Copy the records below exactly as they appear.

+===+

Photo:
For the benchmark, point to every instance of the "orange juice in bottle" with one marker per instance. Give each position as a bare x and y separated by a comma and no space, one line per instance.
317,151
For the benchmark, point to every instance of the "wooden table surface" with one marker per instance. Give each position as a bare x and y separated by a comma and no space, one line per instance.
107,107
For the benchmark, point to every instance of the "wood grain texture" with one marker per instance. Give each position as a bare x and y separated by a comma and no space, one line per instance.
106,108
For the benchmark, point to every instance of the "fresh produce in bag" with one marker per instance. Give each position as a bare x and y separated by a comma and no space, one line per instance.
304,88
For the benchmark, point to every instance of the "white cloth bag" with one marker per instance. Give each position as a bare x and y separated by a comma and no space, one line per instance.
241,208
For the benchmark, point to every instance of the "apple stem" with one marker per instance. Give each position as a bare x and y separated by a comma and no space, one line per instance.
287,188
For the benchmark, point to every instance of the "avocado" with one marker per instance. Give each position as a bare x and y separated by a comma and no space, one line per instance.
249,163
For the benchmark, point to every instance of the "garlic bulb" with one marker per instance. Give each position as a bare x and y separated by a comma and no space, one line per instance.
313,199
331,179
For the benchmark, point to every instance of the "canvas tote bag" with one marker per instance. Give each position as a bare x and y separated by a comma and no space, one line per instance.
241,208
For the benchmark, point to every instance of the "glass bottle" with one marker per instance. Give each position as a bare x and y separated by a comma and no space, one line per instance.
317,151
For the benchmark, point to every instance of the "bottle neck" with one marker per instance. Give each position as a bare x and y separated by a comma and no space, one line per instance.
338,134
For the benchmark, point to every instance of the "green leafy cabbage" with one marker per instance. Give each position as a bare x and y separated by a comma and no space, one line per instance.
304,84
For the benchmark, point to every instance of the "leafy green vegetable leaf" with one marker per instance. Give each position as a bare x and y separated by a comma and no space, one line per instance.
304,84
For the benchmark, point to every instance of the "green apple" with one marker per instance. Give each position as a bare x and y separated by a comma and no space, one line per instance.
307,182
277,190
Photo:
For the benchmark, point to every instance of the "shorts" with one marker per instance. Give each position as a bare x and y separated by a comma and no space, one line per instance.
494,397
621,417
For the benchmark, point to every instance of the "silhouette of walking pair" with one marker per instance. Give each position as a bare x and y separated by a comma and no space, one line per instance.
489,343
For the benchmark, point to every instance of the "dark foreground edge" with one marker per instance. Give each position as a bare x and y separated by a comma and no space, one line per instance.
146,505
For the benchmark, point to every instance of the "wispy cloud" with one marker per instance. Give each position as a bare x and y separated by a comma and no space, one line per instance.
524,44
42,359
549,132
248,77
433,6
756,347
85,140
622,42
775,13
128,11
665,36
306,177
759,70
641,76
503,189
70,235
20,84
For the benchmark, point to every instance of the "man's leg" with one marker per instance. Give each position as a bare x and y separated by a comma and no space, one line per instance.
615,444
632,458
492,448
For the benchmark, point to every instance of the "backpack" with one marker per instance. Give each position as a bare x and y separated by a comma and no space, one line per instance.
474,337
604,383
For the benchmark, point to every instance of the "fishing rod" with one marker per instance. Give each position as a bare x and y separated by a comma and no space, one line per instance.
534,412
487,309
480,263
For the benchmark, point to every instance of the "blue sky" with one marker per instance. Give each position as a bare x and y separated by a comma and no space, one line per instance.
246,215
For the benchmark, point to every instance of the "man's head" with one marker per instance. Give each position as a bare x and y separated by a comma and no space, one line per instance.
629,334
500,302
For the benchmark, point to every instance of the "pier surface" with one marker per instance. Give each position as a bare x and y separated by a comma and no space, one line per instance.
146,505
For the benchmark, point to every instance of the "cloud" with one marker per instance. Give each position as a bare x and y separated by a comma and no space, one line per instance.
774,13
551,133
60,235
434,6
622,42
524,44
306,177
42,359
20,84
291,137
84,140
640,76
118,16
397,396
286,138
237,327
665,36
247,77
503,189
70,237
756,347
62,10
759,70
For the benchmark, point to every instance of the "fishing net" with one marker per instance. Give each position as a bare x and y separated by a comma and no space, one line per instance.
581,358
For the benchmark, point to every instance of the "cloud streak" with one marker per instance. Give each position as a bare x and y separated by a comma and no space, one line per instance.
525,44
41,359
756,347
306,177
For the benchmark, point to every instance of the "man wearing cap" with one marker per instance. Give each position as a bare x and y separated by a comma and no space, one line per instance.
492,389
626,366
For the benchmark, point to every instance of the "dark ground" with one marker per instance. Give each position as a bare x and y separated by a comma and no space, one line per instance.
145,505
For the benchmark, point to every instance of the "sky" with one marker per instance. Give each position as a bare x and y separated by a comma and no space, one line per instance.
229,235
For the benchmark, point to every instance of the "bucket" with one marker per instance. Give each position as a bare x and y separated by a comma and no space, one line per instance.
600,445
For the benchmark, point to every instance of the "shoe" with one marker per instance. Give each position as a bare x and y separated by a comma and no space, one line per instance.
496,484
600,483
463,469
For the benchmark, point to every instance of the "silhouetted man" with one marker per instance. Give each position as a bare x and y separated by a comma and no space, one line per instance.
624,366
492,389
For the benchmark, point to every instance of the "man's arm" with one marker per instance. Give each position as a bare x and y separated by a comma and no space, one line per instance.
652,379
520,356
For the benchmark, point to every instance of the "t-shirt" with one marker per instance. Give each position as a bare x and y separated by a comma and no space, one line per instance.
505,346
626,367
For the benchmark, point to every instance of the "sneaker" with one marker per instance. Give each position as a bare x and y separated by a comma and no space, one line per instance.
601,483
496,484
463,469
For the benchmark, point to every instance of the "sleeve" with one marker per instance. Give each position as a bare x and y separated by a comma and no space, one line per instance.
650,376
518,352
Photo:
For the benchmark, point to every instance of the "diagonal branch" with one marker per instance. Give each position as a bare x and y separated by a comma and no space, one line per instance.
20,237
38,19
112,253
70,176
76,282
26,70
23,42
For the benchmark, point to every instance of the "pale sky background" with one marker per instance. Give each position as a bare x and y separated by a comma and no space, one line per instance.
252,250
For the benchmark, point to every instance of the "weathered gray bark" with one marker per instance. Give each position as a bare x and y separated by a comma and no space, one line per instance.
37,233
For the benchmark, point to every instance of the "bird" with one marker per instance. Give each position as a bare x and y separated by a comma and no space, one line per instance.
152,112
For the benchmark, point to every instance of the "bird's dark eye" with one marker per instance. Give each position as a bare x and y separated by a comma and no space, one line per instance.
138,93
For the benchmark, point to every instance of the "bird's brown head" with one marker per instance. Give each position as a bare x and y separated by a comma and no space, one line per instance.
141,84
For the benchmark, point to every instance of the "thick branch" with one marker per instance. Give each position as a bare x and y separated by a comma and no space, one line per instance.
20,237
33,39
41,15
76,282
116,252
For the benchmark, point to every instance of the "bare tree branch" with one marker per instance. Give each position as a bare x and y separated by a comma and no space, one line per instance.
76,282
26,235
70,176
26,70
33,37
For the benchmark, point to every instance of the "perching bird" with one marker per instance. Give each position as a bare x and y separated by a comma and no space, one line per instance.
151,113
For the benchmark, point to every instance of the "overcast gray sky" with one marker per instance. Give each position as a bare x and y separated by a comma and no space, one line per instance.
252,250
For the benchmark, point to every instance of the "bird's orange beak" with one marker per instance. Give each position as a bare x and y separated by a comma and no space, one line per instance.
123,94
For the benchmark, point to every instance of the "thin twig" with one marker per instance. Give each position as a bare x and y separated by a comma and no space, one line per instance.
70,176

+===+

> Result:
Photo:
For the benchmark, point to every instance of the "orange juice in bottle" with one marker per instance. Give each position as a bare x and y separated by a comma and no space, one line per instance.
317,151
For the benchmark, point to every instance of the "wooden table surface" with one marker per instance. Give each position as a bare x and y separated by a comma and no space, one line per instance.
107,107
For the benchmark, point to every instance of the "wood grain texture" with one marker per instance. Give each position as a bare x and y separated by a comma and no space, one line per instance.
106,108
For the benchmark, point to every instance of the "fresh produce in bag" with one marker per instance. Give each position as a bare x and y separated by a comma and no space, one line per instance.
304,88
For the benchmark, point to every instance of the "white cloth bag" with one marker per instance. Give each position as a bare x and y separated by a comma and no space, one line per instance.
241,208
For the benchmark, point to every instance of the "apple stem" with one marker per instance. Give each position as a bare x and y separated by a comma and no space, one line per instance.
287,188
For the benchmark, point to every instance of the "avocado" with one marker per instance. Give each position as a bare x and y separated by a comma and no space, one line per instance.
249,163
For the benchmark, point to every instance of the "garlic bulb" with one marker per instance. Give each position as a bare x and y separated by a comma and no space, one line per instance.
313,199
331,179
For the benchmark, point to every instance of the "canvas tote bag" with one marker per instance. Give each position as a bare x and y separated by a comma and no space, one line per instance.
241,208
For the benchmark, point to every instance of the "glass bottle" with one marker per instance. Give each position as a bare x and y separated by a comma and no space, one line per instance.
317,151
For the benchmark, point to every instance of the "bottle neck" with one marker per instance. Give each position as a bare x and y separated by a comma and no space, one line per instance.
338,134
For the benchmark, point to every instance of the "green leafy cabbage" with one marker per instance. Give each position as a bare x and y separated by a comma and no space, one line per instance.
304,84
For the benchmark, point to every instance of the "leafy green vegetable leaf" with one marker per instance. Give each position as a bare x and y separated by a comma and no space, one line per instance.
304,84
For the benchmark, point to every instance of the "green apple" with one marker per instance. Give each position as a bare x and y separated by a comma and no space, one line per instance.
307,182
277,190
Photo:
For the benchmark, point to every instance of the "shorts" with one marker per instance. Give each position as a bare x and y separated by a comma and no space, one line per instance.
494,397
621,417
For the benchmark, point to every instance of the "silhouette of walking pair" with one marker per instance. Give each position as a bare x and y separated by a comma and no space, one line per instance.
489,343
For the benchmark, point to every instance of the "dark foreground edge" with one marker per instance. Give each position as a bare x and y separated by a comma and no space, one line per instance.
146,505
For the benchmark, point to every instance of the "wispy cloud" with one marker per instance. Give each position as a bare x and y separated by a comma and no space, one line per instance.
524,44
42,359
549,132
248,77
433,6
756,347
85,140
622,42
775,13
128,11
665,36
306,177
759,70
641,76
503,189
70,235
20,84
For the benchmark, point to every instance of the "man's leg" with one marker per instance. Give each position as a bare x and y separated by a comma and no space, one line per instance.
615,444
632,458
492,448
For the benchmark, point to every instance of the "backpack" with one marker per instance. Give each position as a bare x and y separated by a comma and no space, one line per instance.
474,337
604,383
For the benchmark, point to every instance of the "fishing rod" with one marker per instance. Give each position as a bare x and y separated by a comma and no space, one line per instance.
534,412
487,309
480,263
For the benchmark, point to every instance of the "blue sky" with one marker per instance. Give each position as a bare x and y separated by a comma and no space, one line per instance.
246,215
For the benchmark, point to every instance of the "man's head" with one marker per instance. Give each position as a bare x and y separated by a comma and no space, one line per instance.
629,334
500,302
For the benchmark, point to every instance of the "pier surface" with one marker per instance. Give each position as a bare x and y separated by a comma and no space, one line per instance.
146,505
For the benchmark, point to every instance of the "cloud" with one marker per instance. Give each position as a bare x and y separated by a comma and no space, one line per instance.
774,13
551,133
60,235
434,6
622,42
524,44
306,177
42,359
20,84
291,137
84,140
640,76
118,16
397,396
286,138
237,327
665,36
247,77
503,189
70,237
756,347
62,10
759,70
For the benchmark, point to every instance of the "fishing net" with one marker per instance. Give each position as a bare x and y separated by a comma and no space, one line per instance.
581,358
For the benchmark, point to every instance of the "cloud streak" with one marker per instance. Give each position as a bare x and y separated by a comma and no space, one line per instance.
525,44
41,359
756,347
306,177
For the benchmark, point to every instance of the "man wearing cap" with one marker per instance. Give each position as a bare x and y separated by a comma and no space, one line per instance.
492,389
626,366
For the benchmark, point to every instance of the "dark ground" with one marker per instance. Give each position as a bare x and y separated by a comma and no space, one line per instance.
145,505
For the benchmark, point to every instance of the "sky" with one marker per instance. Give each position as a bare x and y separated by a comma and no space, one line per instance.
229,235
For the benchmark, point to every instance of the "bucket" with one marker per instance. Give each position as a bare x and y separated by a comma and no space, one line per instance.
600,445
For the benchmark, point to every instance of the "shoe" with one marker per instance. Give each position as a bare x and y separated by a comma and no space, one line per instance.
496,484
600,483
463,469
For the benchmark, point to every instance of the "silhouetted man" with one marker per instance. Give each position as a bare x and y separated by a comma and no space, one line per instance.
624,366
492,389
For the benchmark, point to every instance of the "man's arm" with one marker per instance. Give each position as a bare x and y separated by a comma and no space, one line per instance.
652,379
520,356
For the benchmark, point to every instance of the "t-shirt" with one marker per instance. Give each position as a bare x and y separated by a comma and no space, one line per instance.
505,346
626,367
For the benchmark, point to every instance of the "sneaker" with one marker per instance. Give each position as a bare x and y separated by a comma and no space, one line per instance.
601,483
496,484
463,469
For the benchmark, point to every instance of the "sleeve" with one marker per instance. Give each position as a bare x and y separated by a comma and no space, one line per instance.
650,376
518,352
Photo:
For the benchmark, point to every instance of the "diagonal branch" with one marker per instance. Give each position as a bare x and y separated by a comma and no space, one line per instance.
20,237
38,19
112,253
70,176
76,282
26,70
23,42
For the benchmark, point to every instance of the "pale sky background" with one marker per instance. Give each position as a bare x and y separated by a comma and no space, one line per instance.
252,250
For the benchmark, point to every instance of the "weathered gray bark" with one marker per instance. Give each position as a bare x and y separated by a comma and no space, one line per instance.
37,233
For the benchmark, point to every instance of the "bird" with one marker per instance. Give each position as a bare x and y separated by a comma and no space, one line per instance.
152,112
For the benchmark, point to every instance of the "bird's dark eye" with one marker per instance. Give each position as a bare x and y separated by a comma and no space, one line per instance.
138,93
For the benchmark, point to every instance of the "bird's brown head" with one marker per instance. Give each position as a bare x and y separated by a comma and no space, one line per instance.
141,84
For the benchmark, point to every instance of the "thick branch" with one marker per instance. Give each position as a bare x and y separated by a comma and no space, one line per instance.
20,237
33,39
41,15
76,282
116,252
For the benchmark, point to every instance of the "bare tree branch" with one marker per instance. Give each position as a bare x and y separated by a comma and no space, one line per instance.
76,282
26,235
70,176
26,70
33,37
For the benchmark, point to every instance of the "perching bird" with one marker per instance. Give each position as a bare x and y separated by a comma and no space, one line per instance.
151,113
For the benchmark, point to every instance of the "overcast gray sky" with one marker per instance. Give each position as a bare x and y separated by a comma and no space, one line per instance.
252,250
For the benchmark, point to every instance of the "bird's orange beak" with one marker per instance. Give each position as a bare x and y separated by a comma and no space, one line per instance.
123,94
For the benchmark, point to every instance of the "thin twig" with one marker per instance. Give each position as a bare x and y separated by a comma and no space, one line per instance.
70,176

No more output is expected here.